>>>>

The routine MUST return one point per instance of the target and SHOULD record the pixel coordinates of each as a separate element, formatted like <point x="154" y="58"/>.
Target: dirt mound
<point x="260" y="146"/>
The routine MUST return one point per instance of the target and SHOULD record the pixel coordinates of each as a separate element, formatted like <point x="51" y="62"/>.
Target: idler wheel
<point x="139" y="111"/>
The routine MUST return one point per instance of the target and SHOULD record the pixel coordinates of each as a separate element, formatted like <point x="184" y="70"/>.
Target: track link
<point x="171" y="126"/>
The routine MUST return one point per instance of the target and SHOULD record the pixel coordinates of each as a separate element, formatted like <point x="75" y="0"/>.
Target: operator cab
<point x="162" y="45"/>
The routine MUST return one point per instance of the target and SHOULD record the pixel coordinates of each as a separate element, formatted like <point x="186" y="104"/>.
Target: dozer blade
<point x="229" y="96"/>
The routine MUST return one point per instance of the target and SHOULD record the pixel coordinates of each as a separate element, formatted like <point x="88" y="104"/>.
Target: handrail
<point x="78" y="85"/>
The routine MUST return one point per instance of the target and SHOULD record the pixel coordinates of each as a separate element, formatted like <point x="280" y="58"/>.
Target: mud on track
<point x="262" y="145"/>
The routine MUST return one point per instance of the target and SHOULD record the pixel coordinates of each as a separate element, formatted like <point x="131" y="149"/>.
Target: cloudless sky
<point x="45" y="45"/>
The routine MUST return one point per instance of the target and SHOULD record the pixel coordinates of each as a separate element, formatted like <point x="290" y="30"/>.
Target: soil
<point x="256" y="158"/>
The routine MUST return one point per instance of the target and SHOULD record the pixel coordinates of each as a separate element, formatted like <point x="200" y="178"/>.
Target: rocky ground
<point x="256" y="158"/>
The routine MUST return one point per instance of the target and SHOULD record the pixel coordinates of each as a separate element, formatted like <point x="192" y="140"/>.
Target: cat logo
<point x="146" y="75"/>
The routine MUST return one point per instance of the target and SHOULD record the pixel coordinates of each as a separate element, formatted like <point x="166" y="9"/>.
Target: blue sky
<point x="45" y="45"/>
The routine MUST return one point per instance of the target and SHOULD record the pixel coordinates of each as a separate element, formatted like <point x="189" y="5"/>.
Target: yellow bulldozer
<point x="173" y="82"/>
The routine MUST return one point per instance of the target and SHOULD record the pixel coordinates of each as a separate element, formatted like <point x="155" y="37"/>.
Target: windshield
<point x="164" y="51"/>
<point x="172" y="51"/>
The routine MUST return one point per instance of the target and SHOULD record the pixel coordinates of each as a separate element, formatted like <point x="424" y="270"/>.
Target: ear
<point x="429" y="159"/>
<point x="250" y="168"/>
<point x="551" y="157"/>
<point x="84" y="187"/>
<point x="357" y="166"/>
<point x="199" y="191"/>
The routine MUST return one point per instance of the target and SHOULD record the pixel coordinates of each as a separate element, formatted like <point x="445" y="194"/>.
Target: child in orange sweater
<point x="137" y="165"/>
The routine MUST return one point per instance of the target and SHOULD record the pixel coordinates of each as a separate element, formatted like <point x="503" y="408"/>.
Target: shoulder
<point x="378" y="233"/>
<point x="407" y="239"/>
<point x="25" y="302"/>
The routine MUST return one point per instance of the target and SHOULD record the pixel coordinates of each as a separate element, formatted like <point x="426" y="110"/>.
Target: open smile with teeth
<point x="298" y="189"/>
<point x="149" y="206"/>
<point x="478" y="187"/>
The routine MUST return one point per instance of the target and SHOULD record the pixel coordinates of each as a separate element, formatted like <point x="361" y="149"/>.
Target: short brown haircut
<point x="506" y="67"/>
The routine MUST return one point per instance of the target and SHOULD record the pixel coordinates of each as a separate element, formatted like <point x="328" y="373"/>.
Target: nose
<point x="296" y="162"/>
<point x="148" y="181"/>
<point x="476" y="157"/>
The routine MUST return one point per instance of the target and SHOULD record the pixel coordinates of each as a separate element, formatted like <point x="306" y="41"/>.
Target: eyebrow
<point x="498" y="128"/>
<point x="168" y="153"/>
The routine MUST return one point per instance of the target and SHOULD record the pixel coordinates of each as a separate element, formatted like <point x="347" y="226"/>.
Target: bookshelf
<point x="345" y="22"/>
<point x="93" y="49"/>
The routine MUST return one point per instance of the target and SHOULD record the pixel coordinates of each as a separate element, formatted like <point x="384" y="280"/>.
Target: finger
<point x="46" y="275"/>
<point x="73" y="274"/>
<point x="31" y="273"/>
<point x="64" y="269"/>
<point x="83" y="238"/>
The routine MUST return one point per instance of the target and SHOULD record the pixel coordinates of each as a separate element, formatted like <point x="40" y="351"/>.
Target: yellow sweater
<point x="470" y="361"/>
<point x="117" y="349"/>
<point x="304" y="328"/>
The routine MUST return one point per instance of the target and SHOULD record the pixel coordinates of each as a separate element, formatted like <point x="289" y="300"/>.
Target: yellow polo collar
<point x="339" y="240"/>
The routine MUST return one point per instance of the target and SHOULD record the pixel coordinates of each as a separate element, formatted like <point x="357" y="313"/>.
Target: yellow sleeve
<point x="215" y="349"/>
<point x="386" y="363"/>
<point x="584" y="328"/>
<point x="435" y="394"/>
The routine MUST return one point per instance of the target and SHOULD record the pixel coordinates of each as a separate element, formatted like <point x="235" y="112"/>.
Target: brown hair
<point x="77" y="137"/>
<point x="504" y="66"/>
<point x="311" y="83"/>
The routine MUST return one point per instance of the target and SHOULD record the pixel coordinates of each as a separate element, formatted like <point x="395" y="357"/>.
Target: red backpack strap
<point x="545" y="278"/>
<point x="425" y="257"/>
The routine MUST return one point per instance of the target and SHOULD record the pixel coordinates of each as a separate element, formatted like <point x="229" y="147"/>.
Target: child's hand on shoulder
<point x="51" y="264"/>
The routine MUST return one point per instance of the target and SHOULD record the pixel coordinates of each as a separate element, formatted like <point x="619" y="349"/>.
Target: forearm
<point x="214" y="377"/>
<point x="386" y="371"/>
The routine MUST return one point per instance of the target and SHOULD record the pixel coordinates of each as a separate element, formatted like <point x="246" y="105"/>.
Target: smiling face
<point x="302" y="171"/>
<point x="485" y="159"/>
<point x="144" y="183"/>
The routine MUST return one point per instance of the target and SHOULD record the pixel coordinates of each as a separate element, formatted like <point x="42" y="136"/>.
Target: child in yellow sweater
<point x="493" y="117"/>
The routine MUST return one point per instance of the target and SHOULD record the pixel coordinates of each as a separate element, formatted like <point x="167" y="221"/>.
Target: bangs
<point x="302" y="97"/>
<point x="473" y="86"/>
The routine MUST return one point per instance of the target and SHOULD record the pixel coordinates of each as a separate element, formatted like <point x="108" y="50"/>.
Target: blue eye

<<<<

WHAT TO PRODUCE — The whole listing above should be copied out exactly, line by line.

RESPONSE —
The routine MUST return one point per instance of the target and SHOULD record the pixel coordinates of each as a separate element, formatted like <point x="154" y="58"/>.
Target: dirt mound
<point x="260" y="146"/>
The routine MUST return one point per instance of the target and SHOULD record the pixel coordinates of each as a separate element, formatted like <point x="51" y="62"/>.
Target: idler wheel
<point x="139" y="111"/>
The routine MUST return one point per instance of the target and SHOULD record the pixel coordinates of each as a separate element, formatted like <point x="184" y="70"/>.
Target: track link
<point x="171" y="126"/>
The routine MUST return one point per instance of the target and SHOULD record the pixel coordinates of each as a separate element, formatted like <point x="75" y="0"/>.
Target: operator cab
<point x="162" y="45"/>
The routine MUST return one point per instance of the target and SHOULD record the pixel coordinates of each as a separate element, formatted like <point x="186" y="104"/>.
Target: dozer blade
<point x="229" y="96"/>
The routine MUST return one point per instance of the target and SHOULD record the pixel coordinates of each as a separate element, formatted like <point x="88" y="104"/>.
Target: handrail
<point x="78" y="85"/>
The routine MUST return one point per instance of the target and SHOULD record the pixel coordinates of each as a separate element, formatted like <point x="280" y="58"/>.
Target: mud on track
<point x="262" y="145"/>
The routine MUST return one point per instance of the target and SHOULD record the pixel coordinates of each as a separate element, formatted like <point x="131" y="149"/>.
Target: cloudless sky
<point x="45" y="45"/>
The routine MUST return one point per instance of the target and SHOULD record the pixel coordinates of each as a separate element, formatted like <point x="290" y="30"/>.
Target: soil
<point x="256" y="158"/>
The routine MUST return one point per instance of the target and SHOULD record the pixel coordinates of each as a separate element, formatted like <point x="200" y="178"/>.
Target: rocky ground
<point x="256" y="158"/>
The routine MUST return one point per instance of the target and SHOULD record the pixel coordinates of each as a separate element, formatted like <point x="192" y="140"/>.
Target: cat logo
<point x="146" y="75"/>
The routine MUST return one point per instance of the target and SHOULD record the pixel coordinates of each as a separate element, formatted like <point x="166" y="9"/>.
Target: blue sky
<point x="45" y="45"/>
The routine MUST return one point per instance of the target and SHOULD record the pixel coordinates of each as a separate element, formatted like <point x="189" y="5"/>.
Target: yellow bulldozer
<point x="173" y="82"/>
The routine MUST return one point per instance of the target and SHOULD record the pixel coordinates of each as a separate element, formatted like <point x="155" y="37"/>.
Target: windshield
<point x="164" y="51"/>
<point x="172" y="51"/>
The routine MUST return one point per instance of the target and SHOULD record the pixel coordinates of each as a separate element, formatted like <point x="424" y="270"/>.
Target: ear
<point x="429" y="159"/>
<point x="250" y="168"/>
<point x="551" y="157"/>
<point x="84" y="187"/>
<point x="357" y="166"/>
<point x="199" y="191"/>
The routine MUST return one point per instance of the target and SHOULD record the pixel coordinates of each as a separate element, formatted like <point x="445" y="194"/>.
Target: child in orange sweater
<point x="137" y="165"/>
The routine MUST return one point per instance of the target and SHOULD record the pixel coordinates of each as a separate element, formatted like <point x="503" y="408"/>.
Target: shoulder
<point x="378" y="233"/>
<point x="407" y="239"/>
<point x="25" y="302"/>
The routine MUST return one point per instance of the target and SHOULD record the pixel coordinates of each as a separate element, formatted like <point x="426" y="110"/>.
Target: open smile with teeth
<point x="298" y="189"/>
<point x="149" y="206"/>
<point x="478" y="187"/>
The routine MUST return one point per instance of the target and SHOULD record the pixel coordinates of each as a separate element, formatted like <point x="361" y="149"/>.
Target: short brown haircut
<point x="506" y="67"/>
The routine MUST return one point per instance of the target and SHOULD record the pixel coordinates of each as a separate element, formatted like <point x="328" y="373"/>.
Target: nose
<point x="296" y="162"/>
<point x="148" y="181"/>
<point x="476" y="157"/>
The routine MUST return one point per instance of the target and SHOULD record the pixel coordinates of each as a separate element, formatted like <point x="306" y="41"/>.
Target: eyebrow
<point x="498" y="128"/>
<point x="168" y="153"/>
The routine MUST return one point per instance of the target and SHOULD record the pixel coordinates of each as a separate element, formatted like <point x="347" y="226"/>.
Target: bookshelf
<point x="345" y="22"/>
<point x="93" y="49"/>
The routine MUST return one point per instance of the target and SHOULD record the pixel coordinates of each as a separate element, formatted like <point x="384" y="280"/>.
Target: finger
<point x="46" y="275"/>
<point x="73" y="274"/>
<point x="31" y="273"/>
<point x="64" y="269"/>
<point x="83" y="238"/>
The routine MUST return one point per instance of the target and SHOULD record the pixel coordinates of each as a separate element, formatted like <point x="40" y="351"/>.
Target: yellow sweater
<point x="470" y="361"/>
<point x="117" y="349"/>
<point x="304" y="328"/>
The routine MUST return one point per instance of the target and SHOULD record the pixel coordinates of each as a separate element, formatted like <point x="289" y="300"/>.
Target: yellow polo collar
<point x="339" y="240"/>
The routine MUST return one point per instance of the target and SHOULD record the pixel coordinates of each as a separate element, formatted like <point x="357" y="313"/>.
Target: yellow sleeve
<point x="215" y="349"/>
<point x="386" y="363"/>
<point x="584" y="328"/>
<point x="435" y="394"/>
The routine MUST return one point per instance of the target and SHOULD record the pixel coordinates of each as a separate element, formatted like <point x="235" y="112"/>.
Target: brown hair
<point x="77" y="137"/>
<point x="504" y="66"/>
<point x="311" y="83"/>
The routine MUST return one point per instance of the target and SHOULD record the pixel coordinates of each as a separate element, formatted like <point x="395" y="357"/>.
Target: red backpack strap
<point x="545" y="278"/>
<point x="425" y="257"/>
The routine MUST return one point per instance of the target and SHOULD record the pixel coordinates of each as a separate element, formatted like <point x="229" y="147"/>.
Target: child's hand on shoulder
<point x="51" y="264"/>
The routine MUST return one point per instance of the target and SHOULD record the pixel coordinates of each as a separate element, formatted like <point x="619" y="349"/>.
Target: forearm
<point x="214" y="377"/>
<point x="386" y="371"/>
The routine MUST return one point per instance of the target and SHOULD record the pixel coordinates of each as a separate element, formatted like <point x="246" y="105"/>.
Target: smiling face
<point x="302" y="171"/>
<point x="485" y="159"/>
<point x="144" y="183"/>
The routine MUST return one point per instance of the target and SHOULD record the pixel coordinates of each as a separate element, formatted like <point x="42" y="136"/>.
Target: child in yellow sweater
<point x="493" y="117"/>
The routine MUST return one point per instance of the target and SHOULD record the pixel coordinates of each as a separate element, formatted like <point x="167" y="221"/>.
Target: bangs
<point x="302" y="97"/>
<point x="473" y="86"/>
The routine MUST return one point per instance of the target and SHOULD record the pixel coordinates of each as a separate element, formatted like <point x="108" y="50"/>.
Target: blue eye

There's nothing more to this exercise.